> **DOCUMENT**:
Thursday, January 6, 2005

Poor helping poor

When the poor give to their fellow poor they give of their very substance and in so doing, become materially diminished in a way. There is the Filipino saying ``Isusubo na lang, ibinigay pa.’’ Roughly translated, what one is about to put into one’s mouth, one gives up for someone more needy. Giving even if it hurts--literally. That is often said of mothers of impoverished families.

I am reminded of birds and other wildlife who hunt prey, masticate their catch and then regurgitate the partly digested stuff into the open mouths of their young. You see a lot of these magnificent images on wildlife TV. How literal, how from-the-gut this giving is. But we are not wildlife and as humans we go through a complicated non-gut process in feeding others who are not our own.

Many who have much also give much but they do not hurt as much or may not even hurt at all. Millions of pesos, hundreds of thousands, a few thousands. All that changes are the numbers, not the digits, in the givers’ bank accounts and they may not even notice the change, much less feel it. They will not count the cost. They will still eat their favorite food, ride in one car at a time, fly first class. They are not diminished, nothing of their substance has been given up or taken way. Still, they are to be appreciated. Actress Sandra bullock just donated $1 million to the tsunami victims.

But the poor also give. They may not count the cost but they will certainly feel the cost.



Last week, at Christmastide, a group consisting of members of the Alay Kapwa Christian Communities went to the disaster-stricken towns of Real and Infanta in Quezon. I tagged along. They were women mostly, all coming from poor urban and rural communities served by the Good Shepherd Sisters. They brought with them a big jeepload of relief goods. Each bundle had the staples--rice, sugar, coffee, milk, canned goods, pieces of clothing.

Included too were packs of spaghetti and meat sauce which, I was told, were part of the Christmas ``bundles of joy’’ that Alay Kapwa poor families had received from benefactors. Now they were giving them up to the more needy.

> **INSTRUCTION 1**:
Can you rewrite the column on the poor helping the poor, everything from "When the poor" down to "not our own.", with "animals" in place of "wildlife"?
> **INSTRUCTION 2**:
Which staples does the column say each relief bundle had?

Pointing dataset records:

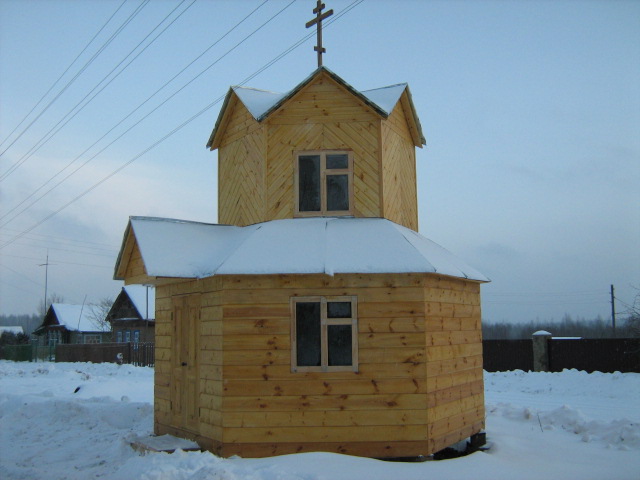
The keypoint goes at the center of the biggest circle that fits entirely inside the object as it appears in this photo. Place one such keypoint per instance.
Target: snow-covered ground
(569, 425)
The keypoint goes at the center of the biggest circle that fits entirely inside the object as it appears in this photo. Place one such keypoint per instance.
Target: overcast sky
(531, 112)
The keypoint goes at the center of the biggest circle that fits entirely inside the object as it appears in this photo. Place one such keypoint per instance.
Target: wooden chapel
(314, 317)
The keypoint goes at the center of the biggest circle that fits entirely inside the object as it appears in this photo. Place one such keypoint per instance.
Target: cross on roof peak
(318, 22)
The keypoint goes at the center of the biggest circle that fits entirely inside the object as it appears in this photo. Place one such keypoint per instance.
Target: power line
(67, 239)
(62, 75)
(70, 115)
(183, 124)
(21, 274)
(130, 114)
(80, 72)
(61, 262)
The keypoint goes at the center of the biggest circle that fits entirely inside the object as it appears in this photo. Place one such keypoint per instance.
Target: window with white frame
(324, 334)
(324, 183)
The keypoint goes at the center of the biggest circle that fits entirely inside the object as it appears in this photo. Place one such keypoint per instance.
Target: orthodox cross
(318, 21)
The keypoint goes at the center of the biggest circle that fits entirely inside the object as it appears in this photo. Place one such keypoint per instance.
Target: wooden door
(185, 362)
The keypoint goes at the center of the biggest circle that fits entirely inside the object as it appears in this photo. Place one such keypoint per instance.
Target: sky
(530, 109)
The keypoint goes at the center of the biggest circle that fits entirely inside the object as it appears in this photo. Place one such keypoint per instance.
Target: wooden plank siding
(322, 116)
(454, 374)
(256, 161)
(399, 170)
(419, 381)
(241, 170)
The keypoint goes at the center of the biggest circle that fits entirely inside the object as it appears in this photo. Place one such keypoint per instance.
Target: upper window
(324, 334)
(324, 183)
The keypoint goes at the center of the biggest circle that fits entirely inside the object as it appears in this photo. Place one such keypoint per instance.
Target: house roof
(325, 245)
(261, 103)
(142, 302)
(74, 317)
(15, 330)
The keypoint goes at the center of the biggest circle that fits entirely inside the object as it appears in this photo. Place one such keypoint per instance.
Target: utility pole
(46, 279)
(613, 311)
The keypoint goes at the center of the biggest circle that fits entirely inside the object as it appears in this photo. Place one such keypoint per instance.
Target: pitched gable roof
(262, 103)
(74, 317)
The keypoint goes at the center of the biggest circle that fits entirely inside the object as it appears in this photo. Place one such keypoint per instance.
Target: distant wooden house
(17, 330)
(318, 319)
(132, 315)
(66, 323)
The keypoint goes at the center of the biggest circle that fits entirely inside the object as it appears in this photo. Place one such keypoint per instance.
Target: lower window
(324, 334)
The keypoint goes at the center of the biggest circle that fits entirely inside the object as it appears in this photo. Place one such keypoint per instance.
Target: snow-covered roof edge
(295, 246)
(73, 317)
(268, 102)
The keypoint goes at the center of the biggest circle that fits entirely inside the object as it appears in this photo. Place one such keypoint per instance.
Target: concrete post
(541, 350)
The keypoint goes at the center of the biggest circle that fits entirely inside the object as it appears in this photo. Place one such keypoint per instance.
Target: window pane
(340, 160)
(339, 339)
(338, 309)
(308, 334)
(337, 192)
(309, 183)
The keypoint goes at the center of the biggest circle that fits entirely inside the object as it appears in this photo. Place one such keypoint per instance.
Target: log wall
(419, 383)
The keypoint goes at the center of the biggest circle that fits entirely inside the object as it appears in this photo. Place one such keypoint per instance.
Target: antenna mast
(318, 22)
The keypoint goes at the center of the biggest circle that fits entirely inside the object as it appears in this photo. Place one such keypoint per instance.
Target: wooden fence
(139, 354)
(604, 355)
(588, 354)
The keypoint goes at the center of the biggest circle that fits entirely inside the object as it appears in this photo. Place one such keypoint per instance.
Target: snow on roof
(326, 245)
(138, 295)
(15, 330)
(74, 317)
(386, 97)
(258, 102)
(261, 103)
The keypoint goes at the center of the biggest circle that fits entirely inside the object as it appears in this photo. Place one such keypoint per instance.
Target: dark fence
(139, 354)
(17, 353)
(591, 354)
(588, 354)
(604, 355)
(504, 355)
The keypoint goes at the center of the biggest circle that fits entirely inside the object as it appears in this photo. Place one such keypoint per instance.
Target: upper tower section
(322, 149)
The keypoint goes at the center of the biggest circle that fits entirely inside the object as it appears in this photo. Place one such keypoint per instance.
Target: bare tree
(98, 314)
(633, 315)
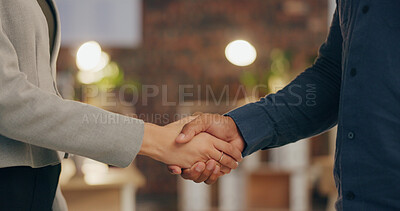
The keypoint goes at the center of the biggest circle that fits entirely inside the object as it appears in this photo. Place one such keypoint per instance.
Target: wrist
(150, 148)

> **WRITTEN ANSWER 1**:
When the poor give to their fellow poor they give of their very substance and in so doing, become materially diminished in a way. There is the Filipino saying ``Isusubo na lang, ibinigay pa.’’ Roughly translated, what one is about to put into one’s mouth, one gives up for someone more needy. Giving even if it hurts--literally. That is often said of mothers of impoverished families.

I am reminded of birds and other animals who hunt prey, masticate their catch and then regurgitate the partly digested stuff into the open mouths of their young. You see a lot of these magnificent images on animals TV. How literal, how from-the-gut this giving is. But we are not animals and as humans we go through a complicated non-gut process in feeding others who are not our own.

> **WRITTEN ANSWER 2**:
rice, sugar, coffee, milk, canned goods, pieces of clothing